#### [JOB]
Could you rewrite the records below, starting at the line that contains "Target: window sill" and ending at the last line of the records, with "meadow" replaced by "pasture" and everything else unchanged, leaving the pictures out?

#### [DATA PROVIDED]
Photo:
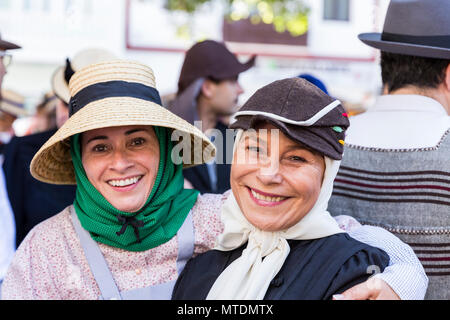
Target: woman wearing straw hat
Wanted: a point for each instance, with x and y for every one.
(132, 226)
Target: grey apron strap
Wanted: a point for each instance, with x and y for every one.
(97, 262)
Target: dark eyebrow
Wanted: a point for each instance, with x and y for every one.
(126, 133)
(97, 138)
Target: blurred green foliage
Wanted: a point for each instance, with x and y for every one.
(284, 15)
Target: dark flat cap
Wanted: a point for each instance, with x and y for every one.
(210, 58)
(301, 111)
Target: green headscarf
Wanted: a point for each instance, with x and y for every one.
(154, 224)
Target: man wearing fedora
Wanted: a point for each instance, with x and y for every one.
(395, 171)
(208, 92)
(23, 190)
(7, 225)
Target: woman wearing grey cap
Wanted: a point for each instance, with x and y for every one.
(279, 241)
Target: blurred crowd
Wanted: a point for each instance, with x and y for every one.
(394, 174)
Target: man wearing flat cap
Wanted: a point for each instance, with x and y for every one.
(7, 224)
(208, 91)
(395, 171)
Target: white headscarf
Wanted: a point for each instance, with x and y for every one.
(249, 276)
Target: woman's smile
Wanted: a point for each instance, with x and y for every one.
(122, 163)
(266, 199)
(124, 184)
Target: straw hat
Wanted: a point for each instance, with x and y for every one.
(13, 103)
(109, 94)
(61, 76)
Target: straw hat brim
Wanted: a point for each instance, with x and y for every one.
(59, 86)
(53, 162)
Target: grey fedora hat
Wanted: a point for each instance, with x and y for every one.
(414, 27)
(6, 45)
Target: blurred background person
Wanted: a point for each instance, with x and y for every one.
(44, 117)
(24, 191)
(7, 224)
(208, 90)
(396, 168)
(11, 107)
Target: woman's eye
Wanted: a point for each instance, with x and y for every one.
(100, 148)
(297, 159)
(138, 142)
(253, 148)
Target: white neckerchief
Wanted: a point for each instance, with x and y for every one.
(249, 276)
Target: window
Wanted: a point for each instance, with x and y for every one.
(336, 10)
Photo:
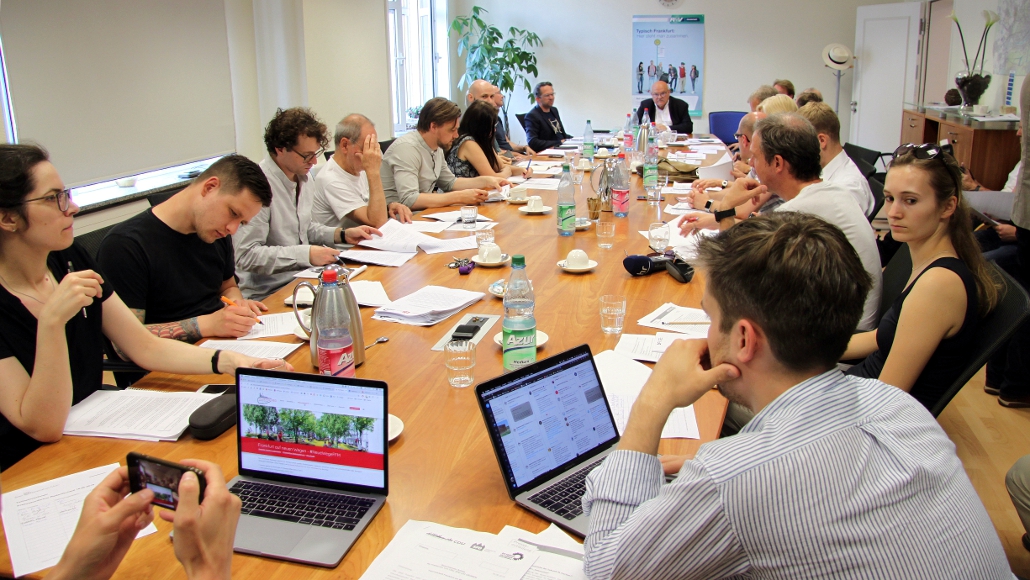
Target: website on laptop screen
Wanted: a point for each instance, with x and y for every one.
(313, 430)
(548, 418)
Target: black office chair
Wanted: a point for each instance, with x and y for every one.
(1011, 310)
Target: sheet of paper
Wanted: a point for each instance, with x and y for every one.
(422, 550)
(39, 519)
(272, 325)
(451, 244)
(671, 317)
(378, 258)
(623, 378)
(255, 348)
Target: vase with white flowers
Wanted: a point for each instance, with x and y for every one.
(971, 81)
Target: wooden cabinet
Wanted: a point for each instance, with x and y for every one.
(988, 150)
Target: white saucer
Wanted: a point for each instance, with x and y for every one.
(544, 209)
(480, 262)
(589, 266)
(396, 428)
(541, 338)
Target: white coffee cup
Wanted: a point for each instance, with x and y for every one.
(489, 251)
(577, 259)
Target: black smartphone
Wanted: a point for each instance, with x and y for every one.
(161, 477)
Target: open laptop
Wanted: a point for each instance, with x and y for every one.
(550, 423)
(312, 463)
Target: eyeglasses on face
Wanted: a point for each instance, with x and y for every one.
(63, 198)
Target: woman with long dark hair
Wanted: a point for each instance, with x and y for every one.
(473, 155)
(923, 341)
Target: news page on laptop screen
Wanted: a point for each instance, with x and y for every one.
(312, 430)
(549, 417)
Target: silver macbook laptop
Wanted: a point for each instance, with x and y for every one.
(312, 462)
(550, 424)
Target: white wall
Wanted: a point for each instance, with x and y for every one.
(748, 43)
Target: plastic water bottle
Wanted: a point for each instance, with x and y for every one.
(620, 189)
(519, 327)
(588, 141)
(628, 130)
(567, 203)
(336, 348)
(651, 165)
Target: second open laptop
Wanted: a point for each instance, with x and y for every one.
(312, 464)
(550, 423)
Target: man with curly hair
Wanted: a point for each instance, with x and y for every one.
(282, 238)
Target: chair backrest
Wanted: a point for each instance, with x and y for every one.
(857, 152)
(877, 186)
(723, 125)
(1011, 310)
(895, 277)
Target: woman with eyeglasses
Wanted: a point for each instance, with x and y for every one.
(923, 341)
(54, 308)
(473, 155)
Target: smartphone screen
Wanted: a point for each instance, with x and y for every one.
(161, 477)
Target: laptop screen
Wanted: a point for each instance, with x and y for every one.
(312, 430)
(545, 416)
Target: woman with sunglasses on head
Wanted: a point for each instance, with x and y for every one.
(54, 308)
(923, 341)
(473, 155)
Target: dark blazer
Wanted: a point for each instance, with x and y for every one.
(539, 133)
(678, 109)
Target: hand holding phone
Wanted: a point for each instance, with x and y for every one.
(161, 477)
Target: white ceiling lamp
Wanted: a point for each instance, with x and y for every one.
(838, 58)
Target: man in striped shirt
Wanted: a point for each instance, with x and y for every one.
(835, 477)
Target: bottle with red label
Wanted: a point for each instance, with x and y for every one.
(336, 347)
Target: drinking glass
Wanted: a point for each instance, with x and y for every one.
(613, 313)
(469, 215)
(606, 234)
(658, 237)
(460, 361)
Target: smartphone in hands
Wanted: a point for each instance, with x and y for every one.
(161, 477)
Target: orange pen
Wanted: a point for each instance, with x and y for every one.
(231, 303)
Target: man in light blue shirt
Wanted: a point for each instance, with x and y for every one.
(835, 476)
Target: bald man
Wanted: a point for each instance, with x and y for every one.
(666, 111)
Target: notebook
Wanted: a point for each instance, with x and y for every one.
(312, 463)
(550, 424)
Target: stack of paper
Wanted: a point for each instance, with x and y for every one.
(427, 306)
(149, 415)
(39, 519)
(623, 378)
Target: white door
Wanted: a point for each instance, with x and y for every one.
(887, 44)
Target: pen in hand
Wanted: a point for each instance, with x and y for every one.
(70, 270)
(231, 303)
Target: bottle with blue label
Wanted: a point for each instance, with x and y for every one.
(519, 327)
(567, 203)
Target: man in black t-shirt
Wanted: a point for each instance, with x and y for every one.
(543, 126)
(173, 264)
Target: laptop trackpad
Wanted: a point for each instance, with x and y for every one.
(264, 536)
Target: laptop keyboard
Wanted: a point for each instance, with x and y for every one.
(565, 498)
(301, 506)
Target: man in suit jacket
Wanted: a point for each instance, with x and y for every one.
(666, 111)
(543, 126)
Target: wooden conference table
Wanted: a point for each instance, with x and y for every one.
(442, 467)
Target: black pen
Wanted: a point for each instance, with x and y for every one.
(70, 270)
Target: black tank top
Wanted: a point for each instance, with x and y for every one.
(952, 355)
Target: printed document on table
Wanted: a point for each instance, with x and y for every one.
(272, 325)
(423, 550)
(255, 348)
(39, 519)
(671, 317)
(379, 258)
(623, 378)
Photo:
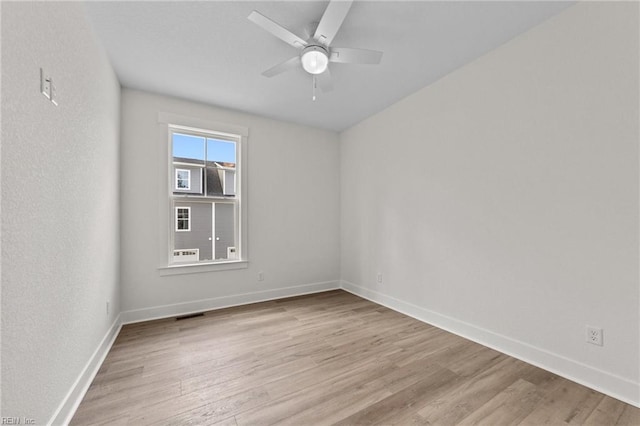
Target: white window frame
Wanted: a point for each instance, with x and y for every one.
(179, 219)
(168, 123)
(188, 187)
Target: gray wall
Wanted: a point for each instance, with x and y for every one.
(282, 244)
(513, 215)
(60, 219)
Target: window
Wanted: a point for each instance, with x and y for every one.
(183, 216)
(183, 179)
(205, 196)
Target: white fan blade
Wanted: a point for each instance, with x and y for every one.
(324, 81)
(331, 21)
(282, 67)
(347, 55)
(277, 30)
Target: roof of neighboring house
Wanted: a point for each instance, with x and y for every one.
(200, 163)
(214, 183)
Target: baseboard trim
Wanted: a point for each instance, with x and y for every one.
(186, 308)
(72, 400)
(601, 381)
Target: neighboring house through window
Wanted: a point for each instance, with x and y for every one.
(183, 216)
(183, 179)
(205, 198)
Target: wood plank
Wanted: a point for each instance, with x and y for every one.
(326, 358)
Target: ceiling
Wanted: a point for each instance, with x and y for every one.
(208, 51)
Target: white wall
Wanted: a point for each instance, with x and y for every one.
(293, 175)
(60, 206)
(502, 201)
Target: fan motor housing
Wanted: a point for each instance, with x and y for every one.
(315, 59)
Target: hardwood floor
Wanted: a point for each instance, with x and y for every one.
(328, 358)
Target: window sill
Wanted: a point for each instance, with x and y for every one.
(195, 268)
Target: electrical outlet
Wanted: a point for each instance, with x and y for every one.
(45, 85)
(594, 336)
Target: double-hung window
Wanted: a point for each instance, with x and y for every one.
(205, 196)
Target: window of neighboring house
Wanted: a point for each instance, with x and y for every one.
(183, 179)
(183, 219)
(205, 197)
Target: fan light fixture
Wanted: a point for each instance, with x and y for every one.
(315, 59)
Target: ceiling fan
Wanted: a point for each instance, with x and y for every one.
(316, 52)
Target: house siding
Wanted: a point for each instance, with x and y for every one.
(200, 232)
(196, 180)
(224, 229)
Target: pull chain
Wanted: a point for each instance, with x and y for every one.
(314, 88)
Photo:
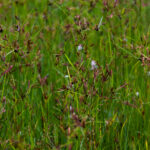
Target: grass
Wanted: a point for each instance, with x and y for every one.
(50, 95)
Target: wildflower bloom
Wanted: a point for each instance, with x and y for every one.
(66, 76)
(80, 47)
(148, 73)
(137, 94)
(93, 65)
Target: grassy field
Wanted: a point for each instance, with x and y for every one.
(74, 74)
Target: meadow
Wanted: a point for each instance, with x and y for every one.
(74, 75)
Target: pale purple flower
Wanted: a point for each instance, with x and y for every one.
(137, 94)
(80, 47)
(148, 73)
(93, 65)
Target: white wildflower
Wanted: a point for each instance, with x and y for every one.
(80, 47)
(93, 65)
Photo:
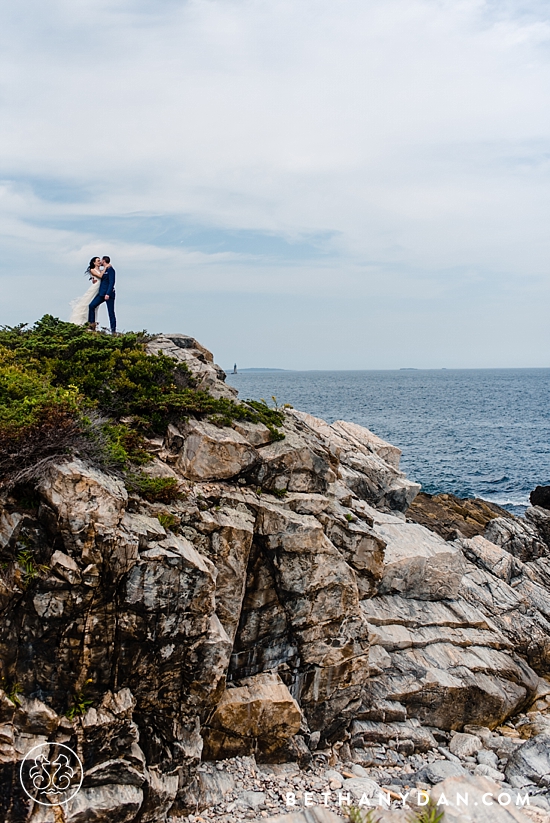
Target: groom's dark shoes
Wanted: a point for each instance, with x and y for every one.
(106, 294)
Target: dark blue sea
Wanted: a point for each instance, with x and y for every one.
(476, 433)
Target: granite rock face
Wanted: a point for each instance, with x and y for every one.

#### [RESULT FOR THIS EXERCISE]
Target: window sill
Wanted: a point for each instance, with x and y for every one.
(195, 268)
Target: electrical outlet
Wanted: a point for each instance, with x and y for every one.
(45, 85)
(594, 336)
Target: double-hung window
Wanted: a point for each instance, with x and y for every one.
(205, 196)
Target: window of neighboring house
Wanted: a point for each instance, with x and y for every one.
(183, 179)
(183, 219)
(205, 197)
Target: fan light fixture
Wanted: a point for each instance, with x and y for every one.
(315, 59)
Target: ceiling fan
Wanted: a point for each instance, with x and y for every one.
(316, 52)
Target: house siding
Wanted: a point for each instance, with x and y for every one.
(200, 232)
(196, 180)
(224, 229)
Target: pull chain
Wanted: a point for each instance, with x and y for every one.
(314, 88)
Photo:
Target: grass
Wanted: a point for each instance, with x and y for every one.
(50, 95)
Target: wildflower bloom
Wanted: a point for each instance, with x and y for every one.
(66, 76)
(80, 47)
(148, 73)
(137, 94)
(93, 65)
Target: grassy field
Wanted: a point for each instance, with x and y for every one.
(74, 74)
Target: pasture
Wanted: a point for each instance, with x and y for every one.
(74, 75)
Target: pale purple flower
Wanted: a point for each instance, with x and y for every one.
(137, 94)
(80, 47)
(148, 73)
(93, 65)
Target: white wildflower
Wanted: a point for each instance, with x and y for every one.
(80, 47)
(93, 65)
Photo:
Target: groom's dark shoes
Wanted: a point for each instance, with x and y for every one.
(106, 294)
Target: dark blue sea
Wanted: a point for each instance, with x and y for every one.
(476, 433)
Target: granite rock face
Wanted: a point for each instance, with x and y for every one.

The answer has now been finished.